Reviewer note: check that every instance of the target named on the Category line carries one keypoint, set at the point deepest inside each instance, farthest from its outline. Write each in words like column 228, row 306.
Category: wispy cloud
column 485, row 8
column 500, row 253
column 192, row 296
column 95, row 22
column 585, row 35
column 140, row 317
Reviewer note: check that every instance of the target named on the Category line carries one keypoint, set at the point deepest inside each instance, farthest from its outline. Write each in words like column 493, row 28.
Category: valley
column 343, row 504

◇ ◇ ◇ ◇ ◇

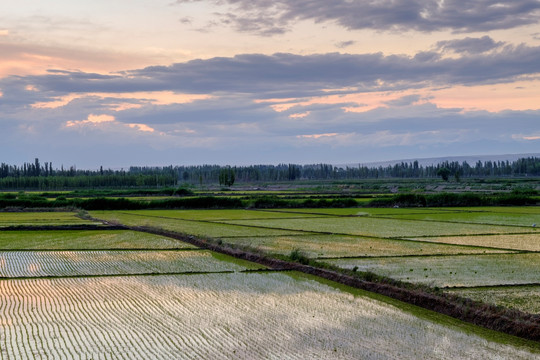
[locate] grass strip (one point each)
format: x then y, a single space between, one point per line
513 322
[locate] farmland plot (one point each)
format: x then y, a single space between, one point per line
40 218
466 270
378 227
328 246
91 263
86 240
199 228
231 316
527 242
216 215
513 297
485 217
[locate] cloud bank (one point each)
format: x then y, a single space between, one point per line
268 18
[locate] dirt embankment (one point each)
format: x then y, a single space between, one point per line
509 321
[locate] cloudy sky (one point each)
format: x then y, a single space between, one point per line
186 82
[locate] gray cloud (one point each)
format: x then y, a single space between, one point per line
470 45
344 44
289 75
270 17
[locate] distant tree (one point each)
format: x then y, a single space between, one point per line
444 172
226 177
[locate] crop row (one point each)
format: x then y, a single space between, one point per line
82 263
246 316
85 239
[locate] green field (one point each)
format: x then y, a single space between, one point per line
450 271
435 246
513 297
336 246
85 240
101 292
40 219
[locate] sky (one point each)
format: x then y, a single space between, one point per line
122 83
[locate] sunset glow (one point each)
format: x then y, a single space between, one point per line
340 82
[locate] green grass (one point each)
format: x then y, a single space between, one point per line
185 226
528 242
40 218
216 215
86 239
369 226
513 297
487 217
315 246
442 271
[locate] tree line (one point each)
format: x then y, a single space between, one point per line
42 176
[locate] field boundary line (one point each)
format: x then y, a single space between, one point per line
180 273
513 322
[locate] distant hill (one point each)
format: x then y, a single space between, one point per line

◇ ◇ ◇ ◇ ◇

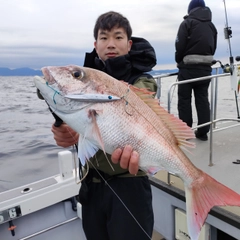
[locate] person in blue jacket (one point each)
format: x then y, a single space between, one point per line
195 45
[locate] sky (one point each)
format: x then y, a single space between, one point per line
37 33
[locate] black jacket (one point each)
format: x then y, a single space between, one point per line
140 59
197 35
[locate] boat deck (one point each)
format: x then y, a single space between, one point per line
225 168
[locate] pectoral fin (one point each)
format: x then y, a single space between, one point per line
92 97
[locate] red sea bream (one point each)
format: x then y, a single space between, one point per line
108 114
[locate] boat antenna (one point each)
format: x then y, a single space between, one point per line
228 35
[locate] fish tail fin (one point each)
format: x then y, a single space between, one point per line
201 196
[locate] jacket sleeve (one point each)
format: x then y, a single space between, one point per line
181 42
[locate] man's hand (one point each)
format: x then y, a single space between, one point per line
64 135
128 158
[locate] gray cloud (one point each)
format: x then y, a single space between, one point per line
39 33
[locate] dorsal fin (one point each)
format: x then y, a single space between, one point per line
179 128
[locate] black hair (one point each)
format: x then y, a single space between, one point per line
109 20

◇ ◇ ◇ ◇ ◇

▸ What the task asks: Arrange the lines in the rows above as a Markdown table with the columns Number and Line, leaving out blank lines. Start with the line that contains "228, row 306." and go on through the line that contains "column 140, row 317".

▸ Expected output:
| Number | Line |
|---|---|
| 1 | Reviewer note: check that every instance of the target named on the Category line carries one keypoint, set at the point deepest inside each instance, farthest from its outline. Write each in words like column 228, row 306. |
| 2 | Category: wispy cloud |
| 3 | column 485, row 8 |
| 4 | column 500, row 253 |
| 5 | column 192, row 296 |
| 6 | column 95, row 22 |
| 7 | column 585, row 35 |
| 8 | column 140, row 317 |